Work instructions
Exactly the lines from the one containing "For every instance of the paving" through the end of the data below are to be reproduced, and nothing besides them.

#####

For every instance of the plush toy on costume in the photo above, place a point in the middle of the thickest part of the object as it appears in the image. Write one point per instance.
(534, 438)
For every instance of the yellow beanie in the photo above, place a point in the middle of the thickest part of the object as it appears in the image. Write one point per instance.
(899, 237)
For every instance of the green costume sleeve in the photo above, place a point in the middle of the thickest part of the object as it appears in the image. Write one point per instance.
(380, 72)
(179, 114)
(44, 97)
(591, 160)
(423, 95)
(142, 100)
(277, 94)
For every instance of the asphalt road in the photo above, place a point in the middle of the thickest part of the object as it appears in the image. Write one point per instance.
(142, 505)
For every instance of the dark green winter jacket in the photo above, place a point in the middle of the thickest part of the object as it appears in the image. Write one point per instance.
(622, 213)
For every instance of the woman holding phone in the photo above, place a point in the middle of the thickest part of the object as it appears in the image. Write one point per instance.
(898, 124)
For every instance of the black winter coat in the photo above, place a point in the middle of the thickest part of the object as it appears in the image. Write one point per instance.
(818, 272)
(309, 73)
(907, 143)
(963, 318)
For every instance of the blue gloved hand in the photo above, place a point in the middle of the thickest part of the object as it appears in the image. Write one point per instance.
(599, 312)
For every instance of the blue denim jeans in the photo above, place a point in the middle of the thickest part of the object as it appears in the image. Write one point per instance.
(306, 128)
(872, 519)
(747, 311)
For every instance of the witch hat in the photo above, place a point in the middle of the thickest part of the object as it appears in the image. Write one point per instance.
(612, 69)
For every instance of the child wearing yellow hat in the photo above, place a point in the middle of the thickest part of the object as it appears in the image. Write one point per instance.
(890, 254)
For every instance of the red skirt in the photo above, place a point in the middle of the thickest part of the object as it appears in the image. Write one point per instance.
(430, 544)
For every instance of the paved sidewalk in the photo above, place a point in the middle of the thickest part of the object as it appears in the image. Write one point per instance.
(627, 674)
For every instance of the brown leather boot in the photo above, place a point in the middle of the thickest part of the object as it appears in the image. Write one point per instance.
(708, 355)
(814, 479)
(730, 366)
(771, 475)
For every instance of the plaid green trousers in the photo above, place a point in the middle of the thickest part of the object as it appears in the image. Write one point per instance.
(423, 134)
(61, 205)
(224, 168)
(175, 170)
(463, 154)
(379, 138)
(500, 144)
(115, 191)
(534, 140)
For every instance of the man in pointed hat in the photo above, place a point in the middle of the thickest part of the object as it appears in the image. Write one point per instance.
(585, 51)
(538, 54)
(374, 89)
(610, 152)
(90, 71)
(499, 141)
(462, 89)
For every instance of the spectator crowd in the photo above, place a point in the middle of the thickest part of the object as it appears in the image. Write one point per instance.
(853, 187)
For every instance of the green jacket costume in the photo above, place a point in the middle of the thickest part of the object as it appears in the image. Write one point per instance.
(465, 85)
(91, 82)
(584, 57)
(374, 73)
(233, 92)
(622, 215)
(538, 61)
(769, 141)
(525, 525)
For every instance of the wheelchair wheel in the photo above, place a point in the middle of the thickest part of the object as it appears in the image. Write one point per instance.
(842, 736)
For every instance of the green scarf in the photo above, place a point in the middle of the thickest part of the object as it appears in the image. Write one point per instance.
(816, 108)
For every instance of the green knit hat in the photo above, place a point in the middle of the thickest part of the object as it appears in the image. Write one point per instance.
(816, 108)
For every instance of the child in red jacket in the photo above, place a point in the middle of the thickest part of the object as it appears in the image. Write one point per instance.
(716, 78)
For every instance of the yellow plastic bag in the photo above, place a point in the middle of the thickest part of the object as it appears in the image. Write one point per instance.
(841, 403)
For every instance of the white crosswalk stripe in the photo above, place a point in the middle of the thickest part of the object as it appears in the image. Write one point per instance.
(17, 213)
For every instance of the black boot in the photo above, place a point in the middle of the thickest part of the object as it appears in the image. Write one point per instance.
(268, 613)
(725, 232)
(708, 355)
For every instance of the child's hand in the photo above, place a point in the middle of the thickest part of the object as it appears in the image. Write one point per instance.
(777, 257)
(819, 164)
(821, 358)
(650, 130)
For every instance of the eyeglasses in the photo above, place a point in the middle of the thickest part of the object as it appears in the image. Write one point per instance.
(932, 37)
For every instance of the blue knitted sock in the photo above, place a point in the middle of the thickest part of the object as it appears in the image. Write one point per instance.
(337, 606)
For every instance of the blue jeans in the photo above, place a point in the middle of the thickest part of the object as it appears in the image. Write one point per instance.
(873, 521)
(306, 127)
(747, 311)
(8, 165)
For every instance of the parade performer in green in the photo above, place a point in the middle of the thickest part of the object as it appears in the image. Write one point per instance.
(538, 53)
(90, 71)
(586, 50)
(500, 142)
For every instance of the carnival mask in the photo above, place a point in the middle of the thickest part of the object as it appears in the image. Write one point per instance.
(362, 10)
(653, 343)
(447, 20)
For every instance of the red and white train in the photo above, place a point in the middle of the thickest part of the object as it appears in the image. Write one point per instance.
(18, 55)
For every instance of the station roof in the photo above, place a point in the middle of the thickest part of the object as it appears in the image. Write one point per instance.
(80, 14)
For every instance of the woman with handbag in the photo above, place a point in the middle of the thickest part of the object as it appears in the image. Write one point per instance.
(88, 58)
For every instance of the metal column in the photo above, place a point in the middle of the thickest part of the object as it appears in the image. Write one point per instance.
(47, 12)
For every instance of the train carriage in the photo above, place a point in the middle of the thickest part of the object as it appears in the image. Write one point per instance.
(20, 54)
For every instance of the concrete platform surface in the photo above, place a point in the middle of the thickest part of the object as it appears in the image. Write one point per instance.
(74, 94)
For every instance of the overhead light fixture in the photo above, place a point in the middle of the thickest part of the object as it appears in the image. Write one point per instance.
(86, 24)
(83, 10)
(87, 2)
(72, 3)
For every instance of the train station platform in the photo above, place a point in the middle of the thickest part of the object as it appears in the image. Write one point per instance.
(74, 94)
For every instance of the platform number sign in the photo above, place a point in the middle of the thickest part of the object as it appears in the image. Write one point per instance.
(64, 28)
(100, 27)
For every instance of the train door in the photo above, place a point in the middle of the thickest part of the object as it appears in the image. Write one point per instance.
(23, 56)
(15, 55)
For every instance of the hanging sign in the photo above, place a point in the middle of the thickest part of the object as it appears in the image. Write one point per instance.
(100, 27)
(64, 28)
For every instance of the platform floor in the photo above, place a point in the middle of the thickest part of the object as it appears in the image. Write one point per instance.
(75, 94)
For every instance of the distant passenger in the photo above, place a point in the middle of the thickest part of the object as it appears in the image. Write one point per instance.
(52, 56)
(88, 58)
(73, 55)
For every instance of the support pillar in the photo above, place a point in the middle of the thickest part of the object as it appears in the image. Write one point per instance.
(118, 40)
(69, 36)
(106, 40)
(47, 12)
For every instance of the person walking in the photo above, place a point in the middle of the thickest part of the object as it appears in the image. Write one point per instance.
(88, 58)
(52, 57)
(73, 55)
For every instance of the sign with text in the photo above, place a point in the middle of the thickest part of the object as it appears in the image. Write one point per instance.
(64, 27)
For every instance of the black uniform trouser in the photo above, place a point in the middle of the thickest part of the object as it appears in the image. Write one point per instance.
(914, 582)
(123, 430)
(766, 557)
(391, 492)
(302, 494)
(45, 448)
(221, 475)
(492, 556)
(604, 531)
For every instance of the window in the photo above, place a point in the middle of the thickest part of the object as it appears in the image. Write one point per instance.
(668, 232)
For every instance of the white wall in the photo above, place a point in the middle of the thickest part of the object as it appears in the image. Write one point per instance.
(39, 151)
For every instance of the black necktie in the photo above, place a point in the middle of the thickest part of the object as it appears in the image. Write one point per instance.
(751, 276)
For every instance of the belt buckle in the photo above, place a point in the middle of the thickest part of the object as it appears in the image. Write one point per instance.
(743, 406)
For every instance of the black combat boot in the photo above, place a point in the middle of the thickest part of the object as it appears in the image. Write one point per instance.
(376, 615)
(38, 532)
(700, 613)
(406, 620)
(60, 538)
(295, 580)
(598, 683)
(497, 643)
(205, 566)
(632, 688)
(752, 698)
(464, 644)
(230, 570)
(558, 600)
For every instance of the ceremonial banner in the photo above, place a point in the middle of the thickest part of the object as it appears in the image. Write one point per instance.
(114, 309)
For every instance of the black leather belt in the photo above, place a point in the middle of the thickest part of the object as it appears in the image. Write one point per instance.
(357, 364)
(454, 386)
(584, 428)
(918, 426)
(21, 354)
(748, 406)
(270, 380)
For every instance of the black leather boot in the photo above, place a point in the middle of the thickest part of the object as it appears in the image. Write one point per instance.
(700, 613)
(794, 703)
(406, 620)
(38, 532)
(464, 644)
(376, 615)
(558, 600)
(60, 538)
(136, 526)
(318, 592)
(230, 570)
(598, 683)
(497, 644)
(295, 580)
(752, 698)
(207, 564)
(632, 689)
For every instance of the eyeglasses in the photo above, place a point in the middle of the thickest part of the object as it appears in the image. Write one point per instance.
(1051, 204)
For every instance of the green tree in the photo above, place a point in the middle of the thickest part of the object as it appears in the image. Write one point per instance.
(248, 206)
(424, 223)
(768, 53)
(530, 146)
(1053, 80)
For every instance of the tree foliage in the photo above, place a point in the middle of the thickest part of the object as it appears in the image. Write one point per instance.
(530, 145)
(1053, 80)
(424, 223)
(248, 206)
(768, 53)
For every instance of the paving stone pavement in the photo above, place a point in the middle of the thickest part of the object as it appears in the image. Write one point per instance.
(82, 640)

#####

Exercise result
For every instance of the paving stone pavement in the photo above, place a point in the middle of the thickest part of the object as it appears in the image. Write one point per instance.
(82, 640)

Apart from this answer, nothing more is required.